Lay out the records from the line containing "Please indicate the mist" through the end of the records as a two-column CSV with columns named text and answer. Give one row per record, with each field in double quotes and any line breaks inside a field replaced by spaces.

═══ DATA PROVIDED ═══

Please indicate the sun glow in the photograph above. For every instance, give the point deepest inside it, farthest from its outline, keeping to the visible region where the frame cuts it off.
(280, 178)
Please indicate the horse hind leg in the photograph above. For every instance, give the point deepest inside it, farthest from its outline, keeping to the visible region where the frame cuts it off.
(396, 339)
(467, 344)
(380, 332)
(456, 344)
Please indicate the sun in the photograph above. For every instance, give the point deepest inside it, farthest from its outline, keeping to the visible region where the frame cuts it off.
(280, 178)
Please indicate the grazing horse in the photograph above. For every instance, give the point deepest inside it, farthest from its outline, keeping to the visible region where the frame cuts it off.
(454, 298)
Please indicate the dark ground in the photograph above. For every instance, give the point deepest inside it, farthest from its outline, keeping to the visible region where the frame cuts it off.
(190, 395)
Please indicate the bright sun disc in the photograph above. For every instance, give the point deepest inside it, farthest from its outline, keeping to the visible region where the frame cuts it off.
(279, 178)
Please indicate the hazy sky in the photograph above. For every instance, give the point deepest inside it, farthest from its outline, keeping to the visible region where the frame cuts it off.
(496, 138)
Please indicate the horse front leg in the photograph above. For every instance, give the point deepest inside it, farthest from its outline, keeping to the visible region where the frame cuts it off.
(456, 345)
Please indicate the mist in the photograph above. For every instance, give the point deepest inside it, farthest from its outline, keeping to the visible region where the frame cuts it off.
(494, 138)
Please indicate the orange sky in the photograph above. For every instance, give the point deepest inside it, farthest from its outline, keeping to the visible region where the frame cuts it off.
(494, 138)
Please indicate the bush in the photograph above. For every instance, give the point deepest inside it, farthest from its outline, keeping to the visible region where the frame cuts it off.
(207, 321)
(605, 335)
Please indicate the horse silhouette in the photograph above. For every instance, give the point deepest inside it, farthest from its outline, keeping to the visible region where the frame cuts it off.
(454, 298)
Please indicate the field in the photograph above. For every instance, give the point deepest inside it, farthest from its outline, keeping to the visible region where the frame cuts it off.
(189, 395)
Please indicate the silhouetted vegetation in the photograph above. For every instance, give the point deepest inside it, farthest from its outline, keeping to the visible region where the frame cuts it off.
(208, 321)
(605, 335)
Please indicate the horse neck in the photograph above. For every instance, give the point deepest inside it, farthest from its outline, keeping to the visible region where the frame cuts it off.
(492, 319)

═══

• CORRECT RESULT:
text,answer
"Please indicate the mist in the photograph above. For every instance, give the point deepest inside it, farthest from its outline, keeping to the visible region where the frame cuts it off.","(494, 138)"
"Please indicate the orange sky in the photograph above. For every instance, give the point deepest inside it, farthest from its outline, keeping to the visible region where the frame cuts it off.","(494, 138)"
"Please indicate the bush in the photograph above. For every instance, give the point deepest inside it, farthest from its outline, keeping to the visible region where the frame cuts it off.","(207, 321) (605, 335)"
"Please indicate the horse silhouette in the photograph above. For every instance, give the point deepest inside it, farthest from its outline, keeping to the visible region where the frame cuts it off.","(454, 298)"
"Please indicate the field in the photograph above. For every instance, give the point deepest inside it, farthest from its outline, keeping to the visible region where the frame cuts it off.","(189, 395)"
"Please indicate the silhouetted vegetation in the photograph above. For every instance, give the point deepest inside it, farthest from its outline, keeping to the visible region where the frame cuts it off.","(208, 321) (605, 335)"
"Please indicate the horse neck in the photograph above. For every instance, give the point deepest inside it, farthest from its outline, keeping to the visible region where the frame cuts it off.","(492, 319)"